*Reading passage:*
Start of Block

Friday, September 18, 2009

Cheap Alternatives to Therapy

As odd as the very idea may seem to some people, I'm a creature largely of pure logic. I pose problems to solve, research precedents, form a plan of action, and follow through with it. How I may personally feel about the initial problem doesn't really enter into the process all that much. I'm far more likely to get annoyed because someone else gets in the way or questions one of the steps of my process than I am likely to spend much time bemoaning the initial insult. Couldn't get a job in Boulder, fine, moved to Texas. I'm over it. Cooking at high altitude sucked anyway.

But, as many of us are, I'm getting older, and some of the lifestyle choices I made happily in my early 20's (like subsisting for days at a time on white rice) are no longer wholly my own to make. I have no problem working without rest or complaint for days on end if a project requires it. Certain other people who rode shotgun with me down from Colorado are not hardwired the same way. OK, I'll give it away, I'm talking about my girlfriend (and my cat). In the interest of maintaining domestic felicity, my major self-improvement concern nowadays is becoming more conscious of my moods, figuring out their root causes, and addressing them before I say something really mean to someone who didn't deserve it.

As I've been completing self-assigned homework readings like Goleman and Gardner's work on emotional intelligence and attempting to improve my self-awareness I've realized that I do a lot of things every day that subconsciously reflect my mindstate. My music listening habits are the best example. During the weeks of planning and packing in Boulder before our move, I listened to a lot of musical comfort food. Generally I try and spend most of my turntable time on expanding my knowledge, but the last month in our old apartment it was all Pavement, Beatles, Built to Spill, Stones, Guided by Voices. The first thing I put on when I got the receiver unpacked in Texas was Pet Sounds.

When I'm in a relaxed state, I put on whole LP's and I listen to both sides. When I'm mildly manic, I play 45's or one LP track at a time. Only when I'm too preoccupied to deal with handling vinyl do I go to the iTunes or the iPod. I must be embracing my new home, because since we've settled all I've been doing is hunting for new Austin bands on MySpace. I can't complain really about how much free digital music is at our fingertips in the modern era, because I wouldn't be able to develop this blog in the way I envision without that access. But I do worry about a generation that never decides what to listen to for themselves, since I gain so much insight into my own mysterious moods through what sleeves I pull off the shelves. Pandora or new music blogs or "Genius" mode or shuffle are all very well and good if you're feeling directionless. But everyone who takes their music seriously should spend a little time each day asking "What do I want to listen to?" and then pondering what internal feelings the chosen music reflects.

Another perhaps less universal method I use for taking mental inventory is playing Civilization IV. As I'm sure I've written before, I started playing the Win 3.11 build of Sid Meier's original Civilization in the fourth grade or so, and I've played that game or a sequel very close to every week of my life since. The game and Larry Gonick's Cartoon History of the Universe made me decide to be a history major, and so certainly influenced my choice of college. I've always understood that the game's remarkably open-ended design is central to its addictiveness. There are many different conditions for winning and many different combinations of strategies possible to reach each of the several ending points. It's like four-dimensional chess with an added time element; survive long enough and the pieces start behaving completely differently. (Of course chess itself does have an echo in this time element in the promotion of pawns, but bear with me.)

End of Block

*Material provided:*
Start of Block

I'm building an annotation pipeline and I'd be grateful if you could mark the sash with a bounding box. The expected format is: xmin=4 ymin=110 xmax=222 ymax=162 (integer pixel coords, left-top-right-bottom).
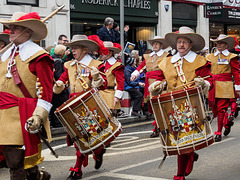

End of Block

*What needs to be done:*
Rewrite the blog post on cheap alternatives to therapy, starting with "As I've been" and going on through "was Pet Sounds.", with "comfort food" changed to "familiar favorites".

*Result for this task:*
As I've been completing self-assigned homework readings like Goleman and Gardner's work on emotional intelligence and attempting to improve my self-awareness I've realized that I do a lot of things every day that subconsciously reflect my mindstate. My music listening habits are the best example. During the weeks of planning and packing in Boulder before our move, I listened to a lot of musical familiar favorites. Generally I try and spend most of my turntable time on expanding my knowledge, but the last month in our old apartment it was all Pavement, Beatles, Built to Spill, Stones, Guided by Voices. The first thing I put on when I got the receiver unpacked in Texas was Pet Sounds.